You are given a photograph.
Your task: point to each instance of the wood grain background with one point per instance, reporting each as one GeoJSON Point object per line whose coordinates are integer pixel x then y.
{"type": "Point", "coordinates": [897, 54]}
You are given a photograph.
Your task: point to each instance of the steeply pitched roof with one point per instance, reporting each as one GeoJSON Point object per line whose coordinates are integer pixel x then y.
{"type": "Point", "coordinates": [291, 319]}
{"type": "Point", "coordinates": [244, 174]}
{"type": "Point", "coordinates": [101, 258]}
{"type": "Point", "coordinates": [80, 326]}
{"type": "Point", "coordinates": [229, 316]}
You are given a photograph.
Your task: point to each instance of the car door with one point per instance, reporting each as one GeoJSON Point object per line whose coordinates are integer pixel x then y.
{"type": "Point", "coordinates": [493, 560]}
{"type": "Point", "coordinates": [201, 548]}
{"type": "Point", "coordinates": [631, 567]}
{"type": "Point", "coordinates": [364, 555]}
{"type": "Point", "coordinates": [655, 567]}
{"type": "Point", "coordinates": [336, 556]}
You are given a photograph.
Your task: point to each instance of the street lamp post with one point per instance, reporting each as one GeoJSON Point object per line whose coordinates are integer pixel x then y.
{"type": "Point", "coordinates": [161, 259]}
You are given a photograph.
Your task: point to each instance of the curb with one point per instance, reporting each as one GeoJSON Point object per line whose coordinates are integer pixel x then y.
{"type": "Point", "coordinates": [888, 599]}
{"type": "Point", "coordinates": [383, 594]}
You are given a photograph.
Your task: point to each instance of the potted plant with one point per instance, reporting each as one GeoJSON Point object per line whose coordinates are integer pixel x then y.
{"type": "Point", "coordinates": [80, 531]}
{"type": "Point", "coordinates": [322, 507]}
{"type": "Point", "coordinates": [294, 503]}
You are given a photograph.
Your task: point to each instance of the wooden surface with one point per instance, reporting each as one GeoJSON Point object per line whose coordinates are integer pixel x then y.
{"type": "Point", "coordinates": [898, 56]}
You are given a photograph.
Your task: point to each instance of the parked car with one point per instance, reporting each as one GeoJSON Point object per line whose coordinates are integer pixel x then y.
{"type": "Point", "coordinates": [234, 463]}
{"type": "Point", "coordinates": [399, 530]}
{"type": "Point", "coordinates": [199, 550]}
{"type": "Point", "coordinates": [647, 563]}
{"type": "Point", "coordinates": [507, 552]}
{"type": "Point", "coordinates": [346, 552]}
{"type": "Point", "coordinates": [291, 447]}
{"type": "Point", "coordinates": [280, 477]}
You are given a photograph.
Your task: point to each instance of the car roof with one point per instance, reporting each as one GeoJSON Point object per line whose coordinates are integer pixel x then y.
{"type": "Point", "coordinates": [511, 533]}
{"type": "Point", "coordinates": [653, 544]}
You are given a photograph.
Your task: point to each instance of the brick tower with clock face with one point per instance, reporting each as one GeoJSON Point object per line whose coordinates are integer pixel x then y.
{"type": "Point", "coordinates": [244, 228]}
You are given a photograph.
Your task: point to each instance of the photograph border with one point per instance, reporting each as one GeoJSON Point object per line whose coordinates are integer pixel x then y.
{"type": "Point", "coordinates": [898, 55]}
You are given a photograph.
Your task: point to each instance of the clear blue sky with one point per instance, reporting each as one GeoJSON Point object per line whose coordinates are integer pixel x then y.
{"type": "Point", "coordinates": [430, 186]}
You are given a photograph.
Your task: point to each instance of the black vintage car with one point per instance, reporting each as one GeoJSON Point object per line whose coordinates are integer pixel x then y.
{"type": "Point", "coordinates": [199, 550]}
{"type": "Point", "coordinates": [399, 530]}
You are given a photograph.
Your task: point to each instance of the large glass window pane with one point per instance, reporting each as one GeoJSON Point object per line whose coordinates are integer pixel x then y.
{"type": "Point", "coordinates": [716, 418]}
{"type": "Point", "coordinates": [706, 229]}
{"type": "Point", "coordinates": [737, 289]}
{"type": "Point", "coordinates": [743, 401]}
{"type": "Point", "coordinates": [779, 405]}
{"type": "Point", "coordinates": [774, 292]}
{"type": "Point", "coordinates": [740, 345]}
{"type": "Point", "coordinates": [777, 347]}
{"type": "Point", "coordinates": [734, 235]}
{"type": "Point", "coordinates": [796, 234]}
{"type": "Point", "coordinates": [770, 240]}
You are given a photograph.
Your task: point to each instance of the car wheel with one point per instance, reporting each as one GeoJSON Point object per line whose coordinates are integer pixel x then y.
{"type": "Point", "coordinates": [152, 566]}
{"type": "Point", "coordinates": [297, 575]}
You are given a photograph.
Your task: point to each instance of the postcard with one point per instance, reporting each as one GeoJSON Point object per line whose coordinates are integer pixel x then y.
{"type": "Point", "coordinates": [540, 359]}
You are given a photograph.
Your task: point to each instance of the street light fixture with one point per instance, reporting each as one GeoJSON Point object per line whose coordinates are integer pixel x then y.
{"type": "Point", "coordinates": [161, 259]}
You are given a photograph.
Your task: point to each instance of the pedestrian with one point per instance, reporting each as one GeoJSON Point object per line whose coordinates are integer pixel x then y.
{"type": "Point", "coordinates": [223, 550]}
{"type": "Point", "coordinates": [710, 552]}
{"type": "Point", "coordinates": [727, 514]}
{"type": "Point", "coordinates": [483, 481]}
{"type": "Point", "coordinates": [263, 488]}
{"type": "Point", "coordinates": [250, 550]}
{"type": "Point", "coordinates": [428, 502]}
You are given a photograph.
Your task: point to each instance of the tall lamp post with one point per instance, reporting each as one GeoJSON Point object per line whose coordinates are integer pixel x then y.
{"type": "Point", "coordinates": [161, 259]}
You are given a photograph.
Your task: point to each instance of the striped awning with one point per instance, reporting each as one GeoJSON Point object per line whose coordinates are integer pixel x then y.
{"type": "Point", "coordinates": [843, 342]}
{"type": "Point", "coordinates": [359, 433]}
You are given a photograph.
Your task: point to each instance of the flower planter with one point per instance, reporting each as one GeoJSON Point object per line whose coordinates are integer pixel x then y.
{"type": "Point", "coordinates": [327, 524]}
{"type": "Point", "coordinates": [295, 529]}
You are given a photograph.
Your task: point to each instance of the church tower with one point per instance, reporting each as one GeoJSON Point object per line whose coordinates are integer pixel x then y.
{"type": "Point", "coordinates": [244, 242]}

::::

**WORK INSTRUCTIONS**: After reading through the records, retype all of them exactly.

**YOUR RESPONSE**:
You are given a photograph.
Your task: point to each instance of the wood grain background with one point per instance, reporting each as one GeoJSON Point object per line whose coordinates are integer pixel x then y.
{"type": "Point", "coordinates": [897, 54]}
You are given a photograph.
Your task: point to each instance of the steeply pitched roof with one point per instance, reporting each as one GeoJSON Point object per line whose coordinates are integer pixel x then y.
{"type": "Point", "coordinates": [291, 319]}
{"type": "Point", "coordinates": [244, 174]}
{"type": "Point", "coordinates": [101, 258]}
{"type": "Point", "coordinates": [80, 326]}
{"type": "Point", "coordinates": [229, 316]}
You are given a photograph.
Your task: point to each instance of the car door with one point per instance, reporting each as one GeoJSON Point object per line whose coordinates are integer pixel x then y.
{"type": "Point", "coordinates": [493, 560]}
{"type": "Point", "coordinates": [201, 548]}
{"type": "Point", "coordinates": [631, 567]}
{"type": "Point", "coordinates": [364, 555]}
{"type": "Point", "coordinates": [655, 567]}
{"type": "Point", "coordinates": [336, 556]}
You are given a photograph.
Your task: point to each instance of the street lamp post with one point per instance, reporting each as one GeoJSON Point object per line whose coordinates are integer pixel x then y.
{"type": "Point", "coordinates": [161, 259]}
You are given a photograph.
Your task: point to each instance of the curb with one point per instance, reporting each as one GeoJSON Point object per line whose coordinates are integer pixel x then y.
{"type": "Point", "coordinates": [888, 599]}
{"type": "Point", "coordinates": [383, 594]}
You are given a photograph.
Your task: point to each instance of the potted plant with one point per instance, reporting each as one GeoJSON Point object per line whose coordinates are integer pixel x then y.
{"type": "Point", "coordinates": [80, 531]}
{"type": "Point", "coordinates": [322, 507]}
{"type": "Point", "coordinates": [294, 503]}
You are given a photograph.
Your task: point to each instance of the wooden surface with one point per instance, reporting each as one GeoJSON Point object per line whose coordinates are integer pixel x then y.
{"type": "Point", "coordinates": [898, 56]}
You are given a photograph.
Your task: point to each instance of the parked car with one point per instance, reporting each as one GeoJSON Point object per line whose coordinates are integer pixel x then y.
{"type": "Point", "coordinates": [234, 463]}
{"type": "Point", "coordinates": [399, 530]}
{"type": "Point", "coordinates": [199, 550]}
{"type": "Point", "coordinates": [647, 563]}
{"type": "Point", "coordinates": [507, 552]}
{"type": "Point", "coordinates": [346, 552]}
{"type": "Point", "coordinates": [291, 447]}
{"type": "Point", "coordinates": [280, 477]}
You are given a photograph.
Your task: point to each instance of the car roof with one point per instance, reporting each as one GeoJSON Point object per line whose coordinates are integer pixel x then y.
{"type": "Point", "coordinates": [511, 533]}
{"type": "Point", "coordinates": [653, 544]}
You are given a photograph.
Your task: point to each instance of the brick tower with clock face with one point per instance, reporting each as one GeoJSON Point object per line whose coordinates are integer pixel x then y.
{"type": "Point", "coordinates": [244, 228]}
You are given a photograph.
Your task: point to each instance of the photograph border with one point per instance, reporting each as one GeoJSON Point object per line whose coordinates are integer pixel x then y.
{"type": "Point", "coordinates": [898, 55]}
You are given a photograph.
Your task: point to each instance of the clear blue sky with one point per instance, reporting each as one GeoJSON Point object per line whose coordinates are integer pixel x then y.
{"type": "Point", "coordinates": [430, 186]}
You are given a photograph.
Your task: point to each instance of the black vintage car with one point per instance, reporting each as one GeoJSON Point object per line whose coordinates are integer pixel x then y.
{"type": "Point", "coordinates": [199, 550]}
{"type": "Point", "coordinates": [399, 530]}
You are given a photograph.
Your task: point to each instance of the large glass window pane with one point per instance, reporting each as one GeoJSON Point object per line whose coordinates are integer pixel x then y.
{"type": "Point", "coordinates": [716, 418]}
{"type": "Point", "coordinates": [706, 229]}
{"type": "Point", "coordinates": [737, 289]}
{"type": "Point", "coordinates": [743, 401]}
{"type": "Point", "coordinates": [779, 405]}
{"type": "Point", "coordinates": [774, 292]}
{"type": "Point", "coordinates": [740, 345]}
{"type": "Point", "coordinates": [777, 347]}
{"type": "Point", "coordinates": [734, 235]}
{"type": "Point", "coordinates": [796, 234]}
{"type": "Point", "coordinates": [770, 240]}
You are given a photograph.
Your task: point to each instance of the car wheel with one point per instance, reporting each as one GeoJSON Point object per line whose coordinates are integer pixel x then y.
{"type": "Point", "coordinates": [152, 566]}
{"type": "Point", "coordinates": [297, 575]}
You are given a photograph.
Your task: point to each instance of the postcard with one point per instance, reporting each as one GeoJSON Point object per line whose coordinates are integer pixel x then y.
{"type": "Point", "coordinates": [540, 359]}
You are given a photograph.
Your task: point to each instance of the street light fixture with one point per instance, reporting each as one GeoJSON Point object per line whose coordinates are integer pixel x then y.
{"type": "Point", "coordinates": [161, 259]}
You are given a photograph.
Your task: point to each instance of the pedestrian with one point per instance, reporting each as one GeoJSON Point object per line whose coordinates are integer pixel x then y.
{"type": "Point", "coordinates": [223, 550]}
{"type": "Point", "coordinates": [710, 552]}
{"type": "Point", "coordinates": [727, 514]}
{"type": "Point", "coordinates": [483, 481]}
{"type": "Point", "coordinates": [263, 488]}
{"type": "Point", "coordinates": [250, 550]}
{"type": "Point", "coordinates": [428, 502]}
You are given a photograph.
Your task: point to each instance of the tall lamp post with one point per instance, reporting each as one GeoJSON Point object per line whose coordinates are integer pixel x then y.
{"type": "Point", "coordinates": [161, 259]}
You are given a photograph.
Your task: point to each instance of the striped awning with one point per instance, reporting each as one GeoJSON Point object per line whose coordinates are integer pixel x then y.
{"type": "Point", "coordinates": [843, 342]}
{"type": "Point", "coordinates": [359, 433]}
You are given a photograph.
Your task: point to each instance of the flower planter with one point per instance, reporting each as one GeoJSON Point object per line whose coordinates are integer pixel x then y.
{"type": "Point", "coordinates": [327, 524]}
{"type": "Point", "coordinates": [295, 529]}
You are given a photograph.
Your task: point to each instance of the church tower with one point per instance, reporting each as one GeoJSON Point object per line whose coordinates are integer pixel x then y.
{"type": "Point", "coordinates": [244, 242]}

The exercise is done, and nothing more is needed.